--- Working data ---

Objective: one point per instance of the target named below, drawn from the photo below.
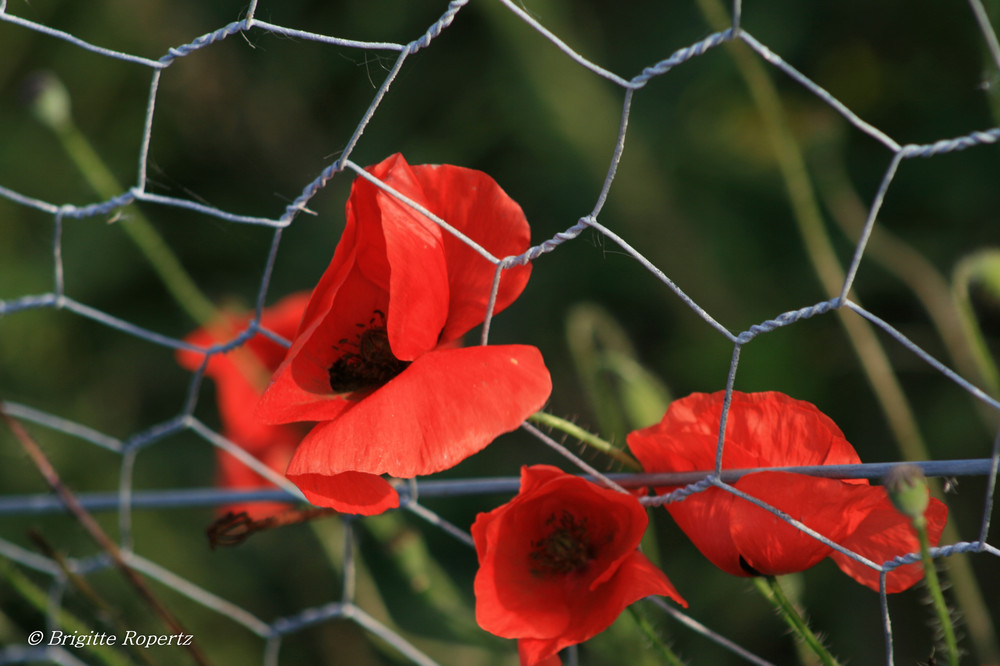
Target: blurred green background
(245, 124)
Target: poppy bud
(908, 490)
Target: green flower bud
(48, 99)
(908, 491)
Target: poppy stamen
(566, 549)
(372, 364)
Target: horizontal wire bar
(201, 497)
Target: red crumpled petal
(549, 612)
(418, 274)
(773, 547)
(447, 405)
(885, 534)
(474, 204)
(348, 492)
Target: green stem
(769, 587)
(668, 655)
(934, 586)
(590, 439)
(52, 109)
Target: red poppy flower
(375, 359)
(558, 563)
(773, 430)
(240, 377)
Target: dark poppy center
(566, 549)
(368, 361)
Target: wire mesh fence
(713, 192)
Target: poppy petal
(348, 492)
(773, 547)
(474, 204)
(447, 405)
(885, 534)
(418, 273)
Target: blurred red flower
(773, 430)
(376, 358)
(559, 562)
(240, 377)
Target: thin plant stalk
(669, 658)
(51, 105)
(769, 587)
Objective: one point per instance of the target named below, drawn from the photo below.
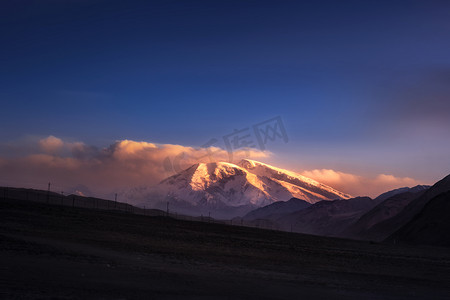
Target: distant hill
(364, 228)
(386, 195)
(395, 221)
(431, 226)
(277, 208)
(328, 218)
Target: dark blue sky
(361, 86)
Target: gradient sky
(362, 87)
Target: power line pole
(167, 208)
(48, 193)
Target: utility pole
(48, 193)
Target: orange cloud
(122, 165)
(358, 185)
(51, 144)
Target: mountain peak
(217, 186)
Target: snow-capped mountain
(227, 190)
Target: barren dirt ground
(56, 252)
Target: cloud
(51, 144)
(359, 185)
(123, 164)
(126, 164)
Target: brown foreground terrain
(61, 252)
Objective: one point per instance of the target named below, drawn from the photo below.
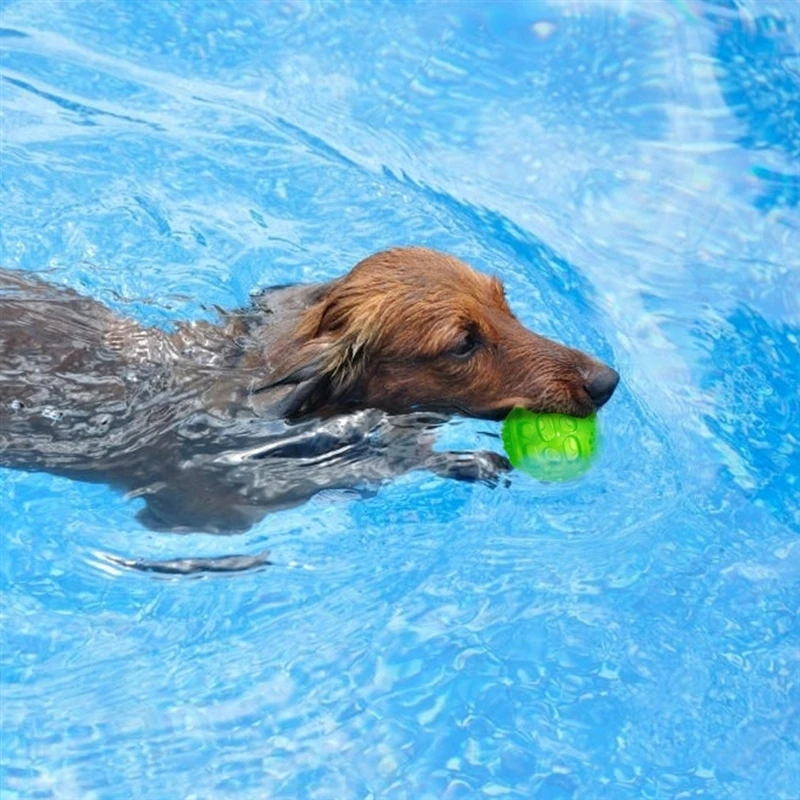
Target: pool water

---

[Objective]:
Rewrite all of the entries above, replacing "poppy" with "anemone" and leaving everything else unchanged. Omit the pictures from your output.

[Response for this exercise]:
Objective: one point per instance of the target named below, drawn from the photo below.
Target: blurred green background
(245, 124)
Target: anemone bud
(908, 490)
Target: green flower bud
(48, 99)
(908, 491)
Target: anemone stamen
(566, 549)
(372, 364)
Target: horizontal wire bar
(201, 497)
Target: red crumpled petal
(549, 612)
(418, 274)
(773, 547)
(447, 405)
(885, 534)
(474, 204)
(348, 492)
Target: green stem
(769, 587)
(668, 655)
(934, 586)
(590, 439)
(52, 109)
Target: red anemone flower
(375, 359)
(558, 563)
(773, 430)
(240, 377)
Target: dark anemone center
(566, 549)
(368, 361)
Target: wire mesh fence
(713, 192)
Target: anemone petal
(348, 492)
(773, 547)
(474, 204)
(447, 405)
(885, 534)
(418, 273)
Target: blurred red flower
(773, 430)
(376, 358)
(559, 562)
(240, 377)
Target: thin plant stalk
(669, 658)
(51, 105)
(769, 587)
Objective: one point per instance of the target named below, drawn from the photo below.
Target: distant hill
(364, 228)
(386, 195)
(395, 221)
(431, 226)
(277, 208)
(328, 218)
Target: dark blue sky
(361, 86)
Target: gradient sky
(362, 87)
Target: power line pole
(167, 208)
(48, 193)
Target: utility pole
(48, 193)
Target: orange cloud
(122, 165)
(358, 185)
(51, 144)
Target: mountain peak
(217, 186)
Target: snow-capped mountain
(227, 190)
Target: barren dirt ground
(56, 252)
Target: cloud
(51, 144)
(359, 185)
(123, 164)
(126, 164)
Target: brown foreground terrain
(61, 252)
Objective: one point per instance of the target named below, drawn from the photo below.
Target: pool water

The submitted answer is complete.